Document passage.
────

The technique used in this framework is a forward filter, which is described in Fillion et al. (1995). This is slightly different than the forward-and-back technique commonly used in numerical weather prediction (NWP) applications (e.g., Lynch and Huang 1992). A drawback of forward filter techniques is that the solution remains noisy for the first few hours of the forecast period, an effect eliminated by the use of forward-and-back methods. However, a forward filter was preferred to eliminate the need to adiabatically integrate backward in time and, therefore, to provide a more consistent treatment of diabatic processes.

To filter, each forecast is initially integrated forward for 6 h. Model state variables are output every 450 s (7.5 min), providing 49 data points (with +0 and +6 h inclusive). A Heaviside (unit) step function is applied in Fourier space at each state location to remove high-frequency noise in the model state variables. Using short-term test simulations, we found that using a cutoff period [ in Fillion et al. (1995)] equal to 6 h provided reasonable results. The model is then reinitialized from this filtered forecast at +3 h (the central point of the filtering time period) and integrated for the duration of the forecast length. We defer to Fillion et al. (1995) for a full derivation and further discussion of the technique.

An example of sea level pressure at +3 h (from initialization) with and without the digital filtering technique is shown in Fig. 2. Note the large-amplitude gravity waves that have emanated from mountainous regions (e.g., the Andes and Rocky Mountains) in Fig. 2a. These waves result from small imbalances in the surface mass field due to remapping between model states with differing topographical roughness. These waves are filtered out through the DFI procedure, providing a much more homogeneous, numerically stable, and realistic surface pressure field in Fig. 2b.

Fig. 2.
Fig. 2.

The +3-h forecast of sea level pressure (a) before the application of DFI and (b) after. This particular hindcast was initialized at 0000 UTC 28 Aug 2005 (note Hurricane Katrina in the Gulf of Mexico).

Citation: Monthly Weather Review 143, 10; 10.1175/MWR-D-15-0159.1

Sea surface temperatures (SSTs) and sea ice concentrations (SICs) are taken from the NOAA High-Resolution Blended Analysis (Reynolds et al. 2007). Daily average SSTs and SICs for the model initialization date are used and assumed to persist during the entire forecast period. While more accurate simulations could have used temporally varying quantities, this would make comparison with forecast models (which do not have access to future ocean conditions) less robust.

In addition, SSTs are fixed and do not interact with the atmosphere in a coupled sense. It is well known that strong, slow-moving TCs can generate cold wakes through turbulent upwelling and heat extraction via surface fluxes (Price 1981). This effect provides a negative feedback on intensity. However, the vast majority of global operational NWP models use fixed SSTs (e.g., NCEP Environmental Modeling Center 2003; Donlon et al. 2012). The addition of a slab, mixed-layer, or fully dynamic ocean model within global forecasts is a future research target.

────

Data supplied.
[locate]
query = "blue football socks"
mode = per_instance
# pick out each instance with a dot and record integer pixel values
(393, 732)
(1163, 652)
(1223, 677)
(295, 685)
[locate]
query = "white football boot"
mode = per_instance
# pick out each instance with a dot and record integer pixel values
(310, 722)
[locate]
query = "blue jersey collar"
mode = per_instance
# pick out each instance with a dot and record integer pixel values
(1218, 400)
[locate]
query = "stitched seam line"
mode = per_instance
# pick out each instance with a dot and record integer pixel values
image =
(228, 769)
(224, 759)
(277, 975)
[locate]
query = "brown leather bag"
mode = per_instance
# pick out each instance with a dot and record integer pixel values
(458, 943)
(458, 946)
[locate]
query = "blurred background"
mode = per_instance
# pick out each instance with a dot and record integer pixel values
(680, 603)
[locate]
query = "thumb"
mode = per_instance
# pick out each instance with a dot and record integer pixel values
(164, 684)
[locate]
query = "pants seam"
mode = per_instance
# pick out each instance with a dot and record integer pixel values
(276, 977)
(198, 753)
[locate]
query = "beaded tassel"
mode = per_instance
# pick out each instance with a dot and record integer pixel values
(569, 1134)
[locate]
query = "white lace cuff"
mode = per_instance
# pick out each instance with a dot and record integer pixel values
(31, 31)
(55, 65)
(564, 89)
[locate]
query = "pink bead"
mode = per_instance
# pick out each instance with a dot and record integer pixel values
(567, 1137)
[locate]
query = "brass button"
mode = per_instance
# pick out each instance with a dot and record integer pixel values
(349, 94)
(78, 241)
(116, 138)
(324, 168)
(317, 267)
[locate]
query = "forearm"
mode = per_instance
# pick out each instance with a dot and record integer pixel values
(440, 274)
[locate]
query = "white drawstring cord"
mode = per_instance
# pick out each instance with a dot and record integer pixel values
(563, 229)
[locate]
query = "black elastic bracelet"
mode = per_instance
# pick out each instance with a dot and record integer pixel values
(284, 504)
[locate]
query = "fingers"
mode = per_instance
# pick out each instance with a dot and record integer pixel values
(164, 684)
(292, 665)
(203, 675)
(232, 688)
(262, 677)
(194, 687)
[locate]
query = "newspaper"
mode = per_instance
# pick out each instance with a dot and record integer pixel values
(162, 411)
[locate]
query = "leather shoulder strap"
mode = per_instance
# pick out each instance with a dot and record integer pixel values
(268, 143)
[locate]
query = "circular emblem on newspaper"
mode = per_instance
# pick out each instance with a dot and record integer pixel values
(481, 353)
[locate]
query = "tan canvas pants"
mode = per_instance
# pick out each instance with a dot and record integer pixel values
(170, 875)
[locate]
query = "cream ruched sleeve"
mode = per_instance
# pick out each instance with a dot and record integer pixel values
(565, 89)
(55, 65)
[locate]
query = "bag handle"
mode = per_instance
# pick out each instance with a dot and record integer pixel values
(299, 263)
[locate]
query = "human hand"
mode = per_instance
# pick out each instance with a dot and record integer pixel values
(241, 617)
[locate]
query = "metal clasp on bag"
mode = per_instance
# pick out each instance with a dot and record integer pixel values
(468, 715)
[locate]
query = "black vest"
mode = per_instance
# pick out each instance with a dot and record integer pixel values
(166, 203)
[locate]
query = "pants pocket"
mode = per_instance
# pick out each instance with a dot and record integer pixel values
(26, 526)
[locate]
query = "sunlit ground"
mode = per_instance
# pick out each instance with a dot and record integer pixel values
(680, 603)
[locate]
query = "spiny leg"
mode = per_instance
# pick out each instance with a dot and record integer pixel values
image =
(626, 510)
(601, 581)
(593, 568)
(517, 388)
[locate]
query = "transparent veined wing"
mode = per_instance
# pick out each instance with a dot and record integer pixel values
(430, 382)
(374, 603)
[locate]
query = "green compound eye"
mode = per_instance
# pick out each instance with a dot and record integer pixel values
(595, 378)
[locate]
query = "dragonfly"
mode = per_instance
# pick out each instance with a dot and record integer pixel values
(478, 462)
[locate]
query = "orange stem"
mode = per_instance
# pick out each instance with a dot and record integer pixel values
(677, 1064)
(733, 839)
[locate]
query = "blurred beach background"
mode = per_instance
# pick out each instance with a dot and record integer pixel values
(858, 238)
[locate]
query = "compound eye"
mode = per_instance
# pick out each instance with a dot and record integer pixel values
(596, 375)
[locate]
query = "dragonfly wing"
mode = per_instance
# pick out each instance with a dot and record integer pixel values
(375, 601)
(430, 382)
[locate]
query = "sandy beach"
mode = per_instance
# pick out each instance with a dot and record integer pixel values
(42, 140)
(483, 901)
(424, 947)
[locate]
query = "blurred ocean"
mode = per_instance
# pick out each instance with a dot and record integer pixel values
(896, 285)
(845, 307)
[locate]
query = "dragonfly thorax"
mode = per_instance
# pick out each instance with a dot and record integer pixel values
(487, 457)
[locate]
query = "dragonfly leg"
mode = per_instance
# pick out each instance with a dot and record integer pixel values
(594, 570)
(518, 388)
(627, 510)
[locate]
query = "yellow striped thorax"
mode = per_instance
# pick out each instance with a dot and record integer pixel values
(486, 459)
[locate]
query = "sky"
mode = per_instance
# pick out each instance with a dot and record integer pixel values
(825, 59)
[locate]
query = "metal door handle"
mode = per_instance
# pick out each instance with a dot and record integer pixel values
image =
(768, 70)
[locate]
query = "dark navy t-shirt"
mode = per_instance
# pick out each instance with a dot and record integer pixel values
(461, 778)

────

Exercise.
Write the next part of the passage on forecast model initialization and ocean conditions, picking up after its final sentence.

Task output.
The land is initialized by “nudging” an already spunup CLM model state toward one in balance with the atmospheric initial conditions. This is done by first iteratively cycling the model in late July (prior to the actual forecast period), where the model is integrated for a short period of time (24 h) and the corresponding 24-h land forecast is reingested as initial conditions. After this cycling has been done between 15 and 30 times, full forecasts are started. To ensure a balanced land condition, each successive forecast is initialized with the previous cycle’s 12-h land forecast (e.g., the CLM initial conditions for the 0000 UTC 21 August run are the 12-h forecasted CLM state from the 1200 UTC 20 August simulation).

c. Tracking tropical cyclones and measuring forecast error

The method used to track the tropical cyclones in model forecast output is described in Marchok (2002). The tracker utilizes six primary parameters (850-hPa, 700-hPa, and 10-m relative vorticity; 850- and 700-hPa geopotential height; and mean sea level pressure) to determine a center fix (geographic location) for a storm. An iterative Barnes analysis (Barnes 1964) over progressively finer grids is completed for each of the six primary parameters to produce an initial fix for a specific forecast hour and cyclone. A mean fix is determined from the six parameters, although parameters with position fixes not within an allowable distance from the initial guess (275 km) are not used in the mean fix calculation.

The initial location of the cyclone is defined by the National Hurricane Center’s (NHC’s) Tropical Cyclone Vitals (TCVitals) at forecast initialization. The product includes estimates of cyclone location and intensity at a specific analysis time (Trahan and Sparling 2012). We only track storms observed in the North Atlantic and eastern Pacific as they are the two basins under the NHC’s purview, as well as the regions where the 14-km portion of the V-R nest is situated.

We discuss two ways to quantify forecast performance in this manuscript. The first, and simplest, is forecast error (). The variable is measured as the absolute difference between a forecast quantity () and its corresponding observation ():
e1

Note, that we can also calculate forecast bias with the same formulation as in Eq. (1), but using the relative difference rather than the absolute difference.

Using , forecast skill () can also be calculated as
e2
where is the skill of a particular forecast (f) from a particular model (m), is the error of the model, and is the error of some baseline predictor, generally a statistically based method. The variable for storm track is measured as the great circle distance between a forecast storm center and that published in the NHC’s best track database,1 while for storm intensity is the absolute difference between a forecast 10-m wind speed and one that was observed, also in the best track database. CAM forecast 10-m winds are derived by taking the wind speed at the lowest model level (approximately 60 m) and correcting it to 10 m using a logarithmic profile with an open sea roughness coefficient (Garratt 1992; Wieringa 1992).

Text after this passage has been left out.